Data records:
.....

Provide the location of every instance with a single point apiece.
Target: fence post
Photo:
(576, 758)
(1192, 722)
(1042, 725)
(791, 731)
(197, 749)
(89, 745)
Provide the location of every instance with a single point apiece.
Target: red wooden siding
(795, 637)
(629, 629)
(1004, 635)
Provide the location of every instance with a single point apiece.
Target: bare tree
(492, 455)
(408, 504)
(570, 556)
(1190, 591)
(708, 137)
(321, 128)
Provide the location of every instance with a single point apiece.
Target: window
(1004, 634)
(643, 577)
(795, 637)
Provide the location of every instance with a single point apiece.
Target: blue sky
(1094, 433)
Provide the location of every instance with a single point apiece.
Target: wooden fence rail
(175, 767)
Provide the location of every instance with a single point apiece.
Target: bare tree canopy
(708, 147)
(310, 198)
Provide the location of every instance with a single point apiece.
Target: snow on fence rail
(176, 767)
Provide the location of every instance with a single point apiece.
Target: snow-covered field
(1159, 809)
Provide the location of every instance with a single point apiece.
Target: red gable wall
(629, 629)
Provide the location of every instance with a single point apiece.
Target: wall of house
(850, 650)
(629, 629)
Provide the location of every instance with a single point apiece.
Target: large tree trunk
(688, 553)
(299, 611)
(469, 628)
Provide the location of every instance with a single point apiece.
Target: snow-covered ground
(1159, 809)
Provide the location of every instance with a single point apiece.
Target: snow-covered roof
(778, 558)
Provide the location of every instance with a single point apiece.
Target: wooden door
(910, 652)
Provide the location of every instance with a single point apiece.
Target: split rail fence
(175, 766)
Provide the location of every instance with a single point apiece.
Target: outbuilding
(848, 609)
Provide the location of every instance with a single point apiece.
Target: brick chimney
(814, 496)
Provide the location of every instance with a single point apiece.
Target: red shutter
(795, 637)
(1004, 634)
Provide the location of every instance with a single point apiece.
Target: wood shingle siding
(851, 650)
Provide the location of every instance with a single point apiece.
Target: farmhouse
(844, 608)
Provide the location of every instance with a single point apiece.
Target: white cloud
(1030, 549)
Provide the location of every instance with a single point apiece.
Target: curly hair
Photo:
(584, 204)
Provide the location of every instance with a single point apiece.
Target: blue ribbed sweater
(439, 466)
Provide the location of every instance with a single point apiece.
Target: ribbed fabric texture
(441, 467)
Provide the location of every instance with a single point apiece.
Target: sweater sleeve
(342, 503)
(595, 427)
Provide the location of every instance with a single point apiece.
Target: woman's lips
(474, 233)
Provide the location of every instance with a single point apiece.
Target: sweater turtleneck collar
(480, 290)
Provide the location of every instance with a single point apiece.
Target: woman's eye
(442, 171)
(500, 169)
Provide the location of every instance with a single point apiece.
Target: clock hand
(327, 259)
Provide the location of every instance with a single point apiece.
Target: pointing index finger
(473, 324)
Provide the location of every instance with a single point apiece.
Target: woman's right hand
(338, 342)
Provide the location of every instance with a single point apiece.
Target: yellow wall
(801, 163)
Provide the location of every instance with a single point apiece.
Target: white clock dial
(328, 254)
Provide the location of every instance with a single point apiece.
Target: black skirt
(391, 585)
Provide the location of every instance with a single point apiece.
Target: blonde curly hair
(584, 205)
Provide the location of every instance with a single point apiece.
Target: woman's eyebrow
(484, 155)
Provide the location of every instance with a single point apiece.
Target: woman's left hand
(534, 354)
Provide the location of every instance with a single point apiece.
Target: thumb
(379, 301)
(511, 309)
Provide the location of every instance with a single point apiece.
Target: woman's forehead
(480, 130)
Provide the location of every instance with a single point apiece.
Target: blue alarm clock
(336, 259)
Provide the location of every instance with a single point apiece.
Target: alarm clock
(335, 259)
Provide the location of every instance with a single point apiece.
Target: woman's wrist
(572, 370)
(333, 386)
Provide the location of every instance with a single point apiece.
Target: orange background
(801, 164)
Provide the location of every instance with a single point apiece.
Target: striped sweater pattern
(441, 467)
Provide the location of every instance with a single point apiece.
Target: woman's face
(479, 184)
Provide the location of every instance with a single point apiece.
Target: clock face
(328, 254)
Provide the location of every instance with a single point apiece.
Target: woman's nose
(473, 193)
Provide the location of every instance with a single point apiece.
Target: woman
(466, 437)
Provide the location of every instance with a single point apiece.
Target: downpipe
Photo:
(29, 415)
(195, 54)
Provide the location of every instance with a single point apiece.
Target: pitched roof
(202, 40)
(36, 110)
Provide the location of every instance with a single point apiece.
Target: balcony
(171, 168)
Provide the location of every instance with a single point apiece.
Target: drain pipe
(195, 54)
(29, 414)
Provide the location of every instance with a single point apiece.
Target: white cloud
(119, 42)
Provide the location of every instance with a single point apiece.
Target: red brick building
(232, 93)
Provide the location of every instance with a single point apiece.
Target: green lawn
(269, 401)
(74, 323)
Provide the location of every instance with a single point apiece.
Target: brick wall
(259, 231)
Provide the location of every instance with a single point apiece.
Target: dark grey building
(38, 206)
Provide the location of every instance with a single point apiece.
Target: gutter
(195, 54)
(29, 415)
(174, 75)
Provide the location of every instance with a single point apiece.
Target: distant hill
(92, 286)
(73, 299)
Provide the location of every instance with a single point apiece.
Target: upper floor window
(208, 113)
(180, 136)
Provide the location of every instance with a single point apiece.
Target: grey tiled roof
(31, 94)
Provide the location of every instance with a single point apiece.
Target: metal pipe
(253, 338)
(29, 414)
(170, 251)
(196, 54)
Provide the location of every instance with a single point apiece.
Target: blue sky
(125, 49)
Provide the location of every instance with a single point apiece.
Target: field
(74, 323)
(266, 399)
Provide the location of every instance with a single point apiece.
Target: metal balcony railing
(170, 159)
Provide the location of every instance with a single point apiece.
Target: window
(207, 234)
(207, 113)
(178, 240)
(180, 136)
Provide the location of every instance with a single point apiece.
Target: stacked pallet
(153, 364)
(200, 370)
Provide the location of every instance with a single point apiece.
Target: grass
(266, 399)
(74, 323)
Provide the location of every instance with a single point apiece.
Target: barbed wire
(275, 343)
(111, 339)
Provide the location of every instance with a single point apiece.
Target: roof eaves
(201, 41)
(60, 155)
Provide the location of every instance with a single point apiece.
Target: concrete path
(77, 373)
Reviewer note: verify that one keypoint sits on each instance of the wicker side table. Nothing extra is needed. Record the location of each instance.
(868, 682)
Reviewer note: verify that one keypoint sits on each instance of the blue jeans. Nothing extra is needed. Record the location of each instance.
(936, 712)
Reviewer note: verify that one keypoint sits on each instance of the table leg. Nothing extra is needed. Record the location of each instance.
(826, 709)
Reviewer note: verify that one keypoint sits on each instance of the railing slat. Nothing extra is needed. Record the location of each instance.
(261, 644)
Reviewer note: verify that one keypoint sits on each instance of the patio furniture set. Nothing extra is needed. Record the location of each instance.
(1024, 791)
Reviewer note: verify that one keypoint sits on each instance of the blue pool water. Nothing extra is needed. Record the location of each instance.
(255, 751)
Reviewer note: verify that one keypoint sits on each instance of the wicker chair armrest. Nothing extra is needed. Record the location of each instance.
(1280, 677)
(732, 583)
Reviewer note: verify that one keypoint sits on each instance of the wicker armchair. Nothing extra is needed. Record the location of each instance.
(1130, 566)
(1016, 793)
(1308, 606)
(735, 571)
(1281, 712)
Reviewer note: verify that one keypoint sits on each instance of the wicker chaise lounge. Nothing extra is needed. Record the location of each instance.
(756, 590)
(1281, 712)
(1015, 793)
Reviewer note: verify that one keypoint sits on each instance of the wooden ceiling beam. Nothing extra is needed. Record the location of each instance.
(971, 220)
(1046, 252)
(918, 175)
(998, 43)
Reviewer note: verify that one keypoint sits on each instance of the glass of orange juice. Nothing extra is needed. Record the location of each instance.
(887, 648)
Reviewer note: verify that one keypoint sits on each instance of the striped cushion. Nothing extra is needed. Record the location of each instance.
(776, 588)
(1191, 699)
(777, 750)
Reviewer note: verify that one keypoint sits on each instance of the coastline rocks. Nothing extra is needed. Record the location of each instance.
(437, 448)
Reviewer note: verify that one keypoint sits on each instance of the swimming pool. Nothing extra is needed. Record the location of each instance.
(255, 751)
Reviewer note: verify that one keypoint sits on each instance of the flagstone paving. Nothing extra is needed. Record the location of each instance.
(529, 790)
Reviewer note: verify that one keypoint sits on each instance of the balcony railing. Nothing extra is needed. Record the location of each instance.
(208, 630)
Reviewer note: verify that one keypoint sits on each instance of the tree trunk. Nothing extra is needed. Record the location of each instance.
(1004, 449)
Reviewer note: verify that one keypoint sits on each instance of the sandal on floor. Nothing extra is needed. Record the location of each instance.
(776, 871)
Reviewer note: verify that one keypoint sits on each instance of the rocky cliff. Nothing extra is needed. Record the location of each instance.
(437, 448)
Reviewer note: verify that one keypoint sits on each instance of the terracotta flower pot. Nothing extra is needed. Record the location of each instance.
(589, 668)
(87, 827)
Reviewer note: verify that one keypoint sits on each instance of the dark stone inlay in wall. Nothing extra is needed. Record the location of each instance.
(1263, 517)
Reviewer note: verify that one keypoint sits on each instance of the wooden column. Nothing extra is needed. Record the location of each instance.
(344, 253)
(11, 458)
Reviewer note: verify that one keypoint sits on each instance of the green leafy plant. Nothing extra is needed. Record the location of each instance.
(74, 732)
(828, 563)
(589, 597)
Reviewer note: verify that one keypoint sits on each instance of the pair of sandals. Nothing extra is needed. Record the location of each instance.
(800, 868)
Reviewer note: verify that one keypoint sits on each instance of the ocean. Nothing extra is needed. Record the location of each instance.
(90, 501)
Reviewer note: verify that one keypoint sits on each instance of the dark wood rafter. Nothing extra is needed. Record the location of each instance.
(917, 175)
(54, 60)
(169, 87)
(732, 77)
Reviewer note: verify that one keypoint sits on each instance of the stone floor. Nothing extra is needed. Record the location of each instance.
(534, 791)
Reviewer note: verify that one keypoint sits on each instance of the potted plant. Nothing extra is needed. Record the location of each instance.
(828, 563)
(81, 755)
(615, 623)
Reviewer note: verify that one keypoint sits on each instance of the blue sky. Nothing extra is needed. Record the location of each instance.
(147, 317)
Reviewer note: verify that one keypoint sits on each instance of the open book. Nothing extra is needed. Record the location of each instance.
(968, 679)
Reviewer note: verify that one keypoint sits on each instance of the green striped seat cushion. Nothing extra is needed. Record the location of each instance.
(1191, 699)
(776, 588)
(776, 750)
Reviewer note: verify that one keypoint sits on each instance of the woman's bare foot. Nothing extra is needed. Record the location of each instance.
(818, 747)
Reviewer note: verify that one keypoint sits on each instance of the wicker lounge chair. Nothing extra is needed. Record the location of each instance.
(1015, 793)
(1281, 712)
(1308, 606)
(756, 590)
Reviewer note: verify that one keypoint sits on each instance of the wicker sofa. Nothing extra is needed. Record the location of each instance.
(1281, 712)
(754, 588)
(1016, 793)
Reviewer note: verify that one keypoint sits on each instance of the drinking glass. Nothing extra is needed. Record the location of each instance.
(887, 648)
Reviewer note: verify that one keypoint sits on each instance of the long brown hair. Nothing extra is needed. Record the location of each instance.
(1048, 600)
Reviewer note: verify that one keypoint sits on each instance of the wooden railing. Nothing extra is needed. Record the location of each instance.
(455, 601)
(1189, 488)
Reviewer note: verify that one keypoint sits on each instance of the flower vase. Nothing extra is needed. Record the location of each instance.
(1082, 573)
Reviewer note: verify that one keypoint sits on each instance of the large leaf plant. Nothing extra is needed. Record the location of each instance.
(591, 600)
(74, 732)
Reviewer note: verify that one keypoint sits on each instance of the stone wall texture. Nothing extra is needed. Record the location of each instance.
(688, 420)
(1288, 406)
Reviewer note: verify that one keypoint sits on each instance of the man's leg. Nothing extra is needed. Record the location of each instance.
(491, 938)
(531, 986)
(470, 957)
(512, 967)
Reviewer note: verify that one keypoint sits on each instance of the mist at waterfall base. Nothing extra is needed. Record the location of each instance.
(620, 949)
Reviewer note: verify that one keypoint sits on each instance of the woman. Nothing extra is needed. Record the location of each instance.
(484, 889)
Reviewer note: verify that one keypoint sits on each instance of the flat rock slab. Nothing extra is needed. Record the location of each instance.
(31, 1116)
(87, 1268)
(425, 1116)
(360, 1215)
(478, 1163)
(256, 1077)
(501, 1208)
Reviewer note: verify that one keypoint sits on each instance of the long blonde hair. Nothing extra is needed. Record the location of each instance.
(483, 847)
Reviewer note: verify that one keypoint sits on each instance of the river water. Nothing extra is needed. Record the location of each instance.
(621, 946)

.....

### What is required
Transcribe exactly, and only, the lines that extend from the one containing "of the drinking" to the end of the records above, inclusive of both.

### Response area
Reviewer note: verify that one keypoint sits on each instance of the drinking glass. Nothing extra is needed. Record the location of each instance.
(887, 648)
Reviewer note: verify that one keypoint sits on each instance of the long brown hair. Nothing extra is needed. Record the location of each instance.
(1048, 600)
Reviewer note: verify that one keypoint sits on each instance of the wooden railing. Nothing extra is needed. Record the location of each instance.
(455, 601)
(1189, 488)
Reviewer note: verify that one keypoint sits on each instance of the flower vase. Nothing extra is needed. Record the location of each instance.
(1082, 573)
Reviewer note: verify that one keypoint sits on each instance of the large leaf plant. Nothing extra is needed. Record the location of each instance.
(591, 600)
(74, 732)
Reviewer note: verify that one keypoint sits on each instance of the stone wall texture. Nothing extra is needed. Record the location of each instance.
(688, 420)
(1288, 406)
Reviewer note: verify that one keypoint sits on each instance of the man's leg. Nothing extra is needed. Record the location of each instance.
(491, 938)
(531, 986)
(470, 957)
(512, 967)
Reviewer note: verify that one keypoint sits on each instance of the mist at waterfall base. Nothing extra is needed. Record the location of each instance.
(620, 949)
Reviewer note: verify that one keypoint sits on each instance of the woman. Nothing extra is needed. Record the location of each instance.
(484, 889)
Reviewer note: verify that one keypoint sits on each instance of the flat rock slab. Nothing extra is needed. Record the location of each instance.
(31, 1116)
(87, 1268)
(425, 1116)
(360, 1215)
(478, 1163)
(256, 1077)
(501, 1208)
Reviewer note: verify that one keypoint sits on each instance of the long blonde hair. Nothing extra is needed. Record the location of each instance.
(483, 847)
Reviewer note: verify that one keypoint sits on each instance of the river water. Nothing extra is needed. Record the location of each instance.
(621, 946)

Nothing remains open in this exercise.